Walk to the Paradise Garden
Walk to the Paradise Gardens is available from Ligature Publishing. Click here to purchase.
After Clift completed Peel me a Lotus, she ‘thought it was time for THE novel’ (she once told a newspaper journalist).
From the way the author said this, she made it sound as if the idea for her first solo fiction came to her out of the blue. In fact, she had been writing it — on paper and in her head — for years.
As early as 1951, when Clift had just arrived in London, she told her literary agent David Higham that her plans included a 60,000 word novel titled Walk to the Paradise Gardens. In mid 1954, she promised him that this book would be ready by the end of November. Instead, she and George went to Greece. But in 1957, after she sent off her second Greek island memoir, the time was right. Although the version of Walk to the Paradise Gardens on which Clift embarked at this time had a new plot and new characters, it was still firmly based in the microcosm of Lebanon Bay — the slightly fictionalised Kiama the author had been inventing since the days when she was a stormy adolescent scribbling in the sand dunes. More than setting or background, this place is the prime mover that drives the novel.

# # #

Reproduce the passage about Clift's novel word for word, starting at "From the way" and ending after "head — for years.".

# # #

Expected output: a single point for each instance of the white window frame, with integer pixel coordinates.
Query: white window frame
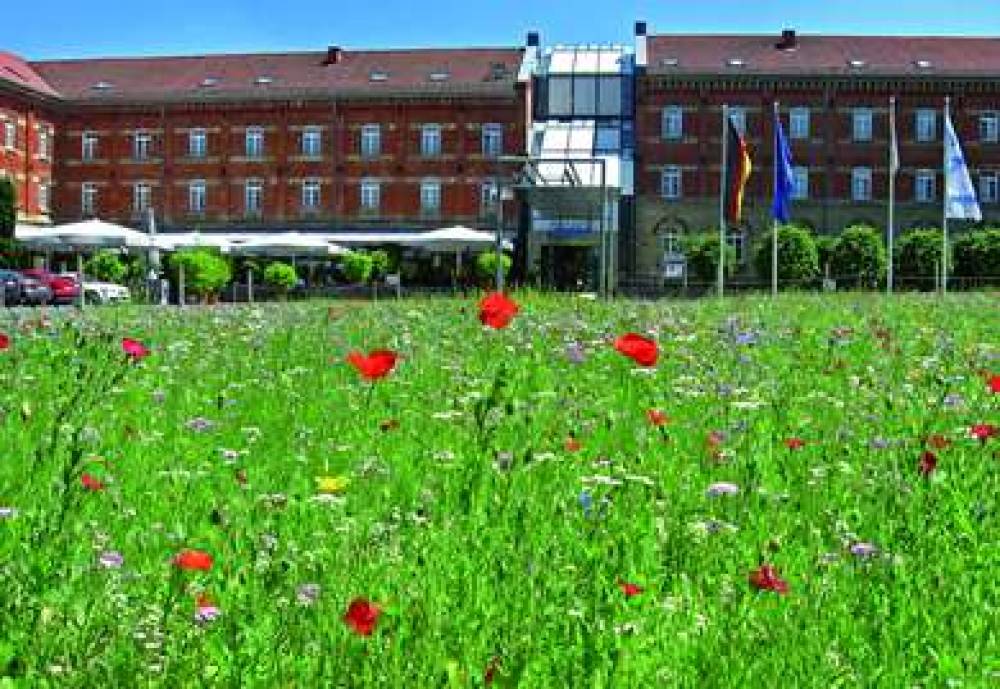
(88, 199)
(861, 184)
(798, 123)
(989, 127)
(197, 196)
(492, 140)
(430, 140)
(925, 127)
(253, 197)
(142, 145)
(371, 141)
(800, 183)
(312, 142)
(671, 183)
(197, 143)
(254, 142)
(925, 186)
(311, 194)
(862, 124)
(142, 197)
(370, 195)
(672, 123)
(88, 146)
(430, 196)
(989, 187)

# # #

> **Task solution**
From the way the author said this, she made it sound as if the idea for her first solo fiction came to her out of the blue. In fact, she had been writing it — on paper and in her head — for years.